> [Directions for this task]: Determine which lines of the records include the word "sample", and copy them.

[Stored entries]
━━━━━━━━━━
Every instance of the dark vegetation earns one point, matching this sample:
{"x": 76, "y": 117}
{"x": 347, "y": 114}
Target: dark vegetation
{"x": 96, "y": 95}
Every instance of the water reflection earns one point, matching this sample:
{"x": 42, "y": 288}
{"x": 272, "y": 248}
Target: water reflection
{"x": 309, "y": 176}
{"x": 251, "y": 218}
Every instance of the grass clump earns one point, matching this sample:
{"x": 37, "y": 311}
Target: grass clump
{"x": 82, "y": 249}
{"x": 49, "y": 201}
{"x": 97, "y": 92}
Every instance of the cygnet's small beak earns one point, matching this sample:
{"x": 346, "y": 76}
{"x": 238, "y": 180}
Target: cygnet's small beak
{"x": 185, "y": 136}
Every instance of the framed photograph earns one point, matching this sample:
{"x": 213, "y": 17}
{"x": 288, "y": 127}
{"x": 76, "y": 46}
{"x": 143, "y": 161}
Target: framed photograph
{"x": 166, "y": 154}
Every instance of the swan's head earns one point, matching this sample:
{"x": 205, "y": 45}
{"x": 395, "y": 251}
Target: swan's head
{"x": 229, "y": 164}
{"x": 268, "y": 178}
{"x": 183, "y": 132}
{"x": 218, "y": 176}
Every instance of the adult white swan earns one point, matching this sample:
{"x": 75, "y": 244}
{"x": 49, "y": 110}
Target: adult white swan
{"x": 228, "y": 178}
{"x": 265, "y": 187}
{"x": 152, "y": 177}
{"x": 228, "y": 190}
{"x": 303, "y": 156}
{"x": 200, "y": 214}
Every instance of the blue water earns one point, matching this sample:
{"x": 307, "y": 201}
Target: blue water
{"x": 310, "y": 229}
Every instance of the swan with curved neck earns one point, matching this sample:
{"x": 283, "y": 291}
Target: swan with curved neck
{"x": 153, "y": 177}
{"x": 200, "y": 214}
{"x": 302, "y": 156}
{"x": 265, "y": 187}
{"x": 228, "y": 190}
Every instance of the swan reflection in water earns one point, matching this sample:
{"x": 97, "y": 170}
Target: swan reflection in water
━━━━━━━━━━
> [Task output]:
Every instance of the dark vegetation earns one point, matching this sample:
Every instance of the water reflection earns one point, matching this sample:
Every instance of the grass clump earns one point, matching this sample:
Every instance of the cygnet's small beak earns one point, matching this sample:
Every instance of the framed photograph earns one point, matching this sample:
Every instance of the swan's head earns one point, matching this sample:
Every instance of the adult white swan earns one point, matching this sample:
Every instance of the blue water earns one point, matching this sample:
Every instance of the swan with curved neck earns one point, matching this sample:
Every instance of the swan reflection in water earns one point, matching this sample:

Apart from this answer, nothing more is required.